Page text:

+---+

Stanford student and Cleveland native Calah Hanson has received the school’s Haas Summer Fellowship.
This is the first time the center has had someone work on a paid fellowship, according to program director Denise Wright.
During her time, at the center Hanson is developing a sensory trail. The trail will provide an alternative site for therapeutic riding besides the arena, Wright said.
“It actually makes it more fun for the students. Way more fun for the volunteers,” Wright said. “For example, going up and down hills even that little change in the horse is actually really big for one of our kids with autism.”
Wright said the students really enjoy trail rides but the center has not had a really good place to do it before. Wright said the center has wanted to do a sensory trail for about two years.
“Most of our kids don’t hike. They don’t know what its like to be out in the woods,” Wright said.
Even some of the volunteers have not been in the woods, Hanson said.

+---+

Data block:
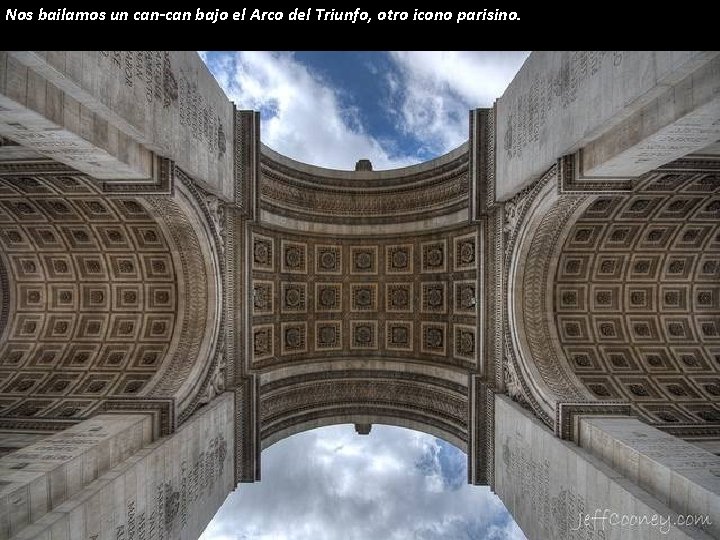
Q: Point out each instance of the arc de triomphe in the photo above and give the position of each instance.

+---+

Activity list:
- 1) In the sensory trail article, Wright's quotation that begins "It actually makes it more fun" is made up of several sentences. List each one.
- 2) Write the next few paragraphs of the news article about Calah Hanson's sensory trail, beginning after its last sentence.

Answers to this exercise:
- 1)
- It actually makes it more fun for the students.
- Way more fun for the volunteers.
- For example, going up and down hills even that little change in the horse is actually really big for one of our kids with autism.

- 2)
Obstacles and stations of the trail will incorporate the five senses. Hanson said some items that will be included are a mailbox, wind chimes, colorful pool noodles and flower boxes.
The flower boxes will be hanging from the trees. Students will water the plants as they ride by.
The noodles will hang down around the students as they ride under them, allowing them to touch and see them.
Wright said the trail will also have a basketball hoop that students have to stretch to put the ball into. The trail will also be enjoyable just to walk through
The trail will be short to accommodate the 45-minute class time Wright has. Areas where the path splits will allow the center to have more choices with each class.
Wright said she might also decorate the trail for Halloween. Even after Hanson leaves, the trail will be an ongoing project.
Research on what would be good for a sensory trail was the first part of the project. Hanson has also coordinated groups to come in and help.
Two Student Life groups in other areas have come to work on the trail. Volunteers have also contributed ideas to the trail.
Wright said she was contacted by Hanson on doing the fellowshipin November.
Hanson said she knew she wanted to do something with children for her community service oriented fellowship.
The junior human biology major said she had volunteered with Reinbow Riders years ago. She enjoyed the experience, and decided she wanted to come back.